TASK PROMPT
Your response should consist of the records, reproduced exactly.

Spatial localization data
········

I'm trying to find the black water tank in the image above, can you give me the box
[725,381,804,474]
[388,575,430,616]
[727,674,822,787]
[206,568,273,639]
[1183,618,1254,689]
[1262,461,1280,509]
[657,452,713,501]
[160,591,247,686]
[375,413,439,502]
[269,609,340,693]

········

COMPLETED EXERCISE
I'm trying to find the black water tank in the image above, can you give me the box
[725,381,804,474]
[388,575,430,616]
[727,674,822,787]
[206,568,273,639]
[1183,618,1254,689]
[1262,461,1280,509]
[657,452,713,501]
[160,591,247,686]
[375,413,439,502]
[269,609,340,693]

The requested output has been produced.